_Exercise objective_: Using the entries that follow, give only the number of lines with the word "stone" in them.

═════ Task inputs ═════

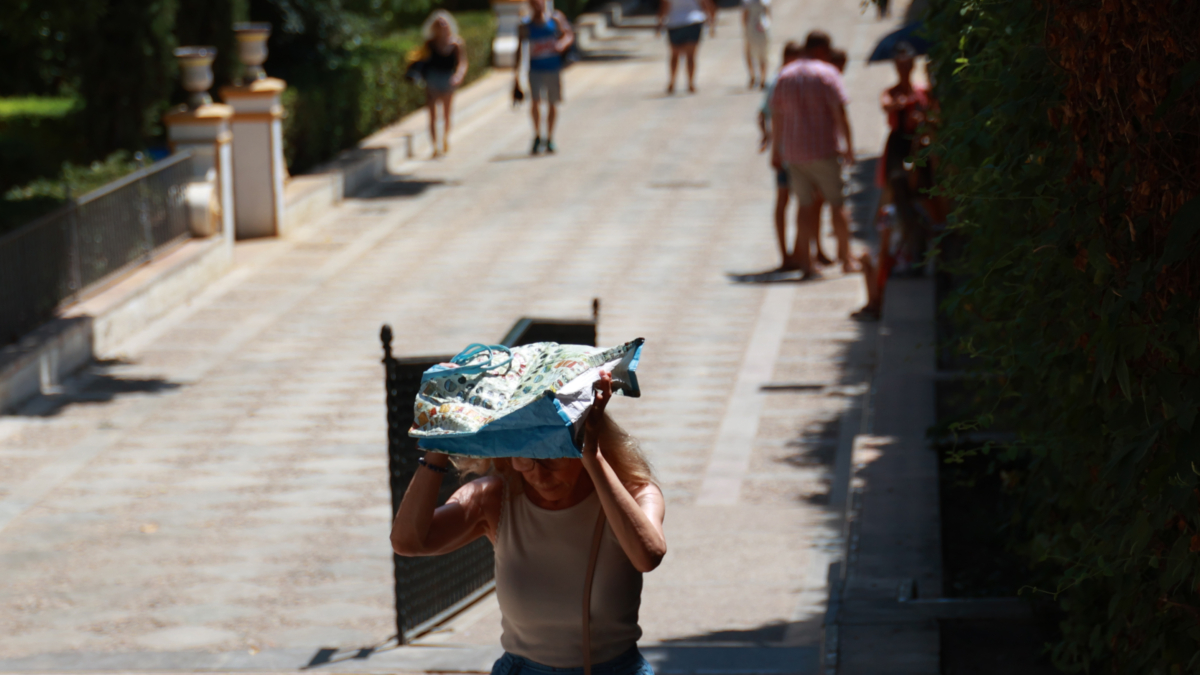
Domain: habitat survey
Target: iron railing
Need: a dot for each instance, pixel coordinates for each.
(431, 589)
(55, 258)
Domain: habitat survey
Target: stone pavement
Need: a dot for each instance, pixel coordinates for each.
(215, 495)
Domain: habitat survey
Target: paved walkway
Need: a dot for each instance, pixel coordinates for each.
(219, 488)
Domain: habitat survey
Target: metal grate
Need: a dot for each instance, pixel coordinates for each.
(433, 587)
(57, 257)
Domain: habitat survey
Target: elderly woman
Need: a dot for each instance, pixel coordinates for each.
(545, 519)
(444, 71)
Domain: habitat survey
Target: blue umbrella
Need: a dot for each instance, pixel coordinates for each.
(911, 34)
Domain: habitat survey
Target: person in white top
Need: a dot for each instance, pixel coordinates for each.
(544, 518)
(684, 21)
(756, 30)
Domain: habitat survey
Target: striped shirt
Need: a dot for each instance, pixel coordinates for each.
(807, 93)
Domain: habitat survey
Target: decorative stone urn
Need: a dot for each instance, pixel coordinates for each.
(252, 47)
(196, 65)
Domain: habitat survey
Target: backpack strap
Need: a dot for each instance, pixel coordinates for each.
(587, 592)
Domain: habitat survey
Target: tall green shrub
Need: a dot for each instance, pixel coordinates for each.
(1069, 147)
(127, 72)
(330, 109)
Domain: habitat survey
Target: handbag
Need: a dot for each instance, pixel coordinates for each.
(418, 65)
(528, 401)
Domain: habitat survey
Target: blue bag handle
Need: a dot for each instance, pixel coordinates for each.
(474, 350)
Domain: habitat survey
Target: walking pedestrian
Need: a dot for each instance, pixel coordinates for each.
(684, 22)
(907, 107)
(756, 31)
(553, 523)
(808, 120)
(837, 59)
(792, 52)
(445, 67)
(549, 36)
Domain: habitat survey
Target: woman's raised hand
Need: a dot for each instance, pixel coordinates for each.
(604, 394)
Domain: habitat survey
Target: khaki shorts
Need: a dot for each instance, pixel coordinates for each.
(805, 179)
(546, 85)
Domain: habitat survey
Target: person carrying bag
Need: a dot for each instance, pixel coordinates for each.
(573, 535)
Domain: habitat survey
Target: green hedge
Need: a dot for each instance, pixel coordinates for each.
(329, 111)
(1068, 144)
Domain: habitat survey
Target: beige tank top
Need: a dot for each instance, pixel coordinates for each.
(541, 559)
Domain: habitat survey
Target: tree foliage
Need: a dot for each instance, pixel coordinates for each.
(1071, 149)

═════

_Exercise output_: 2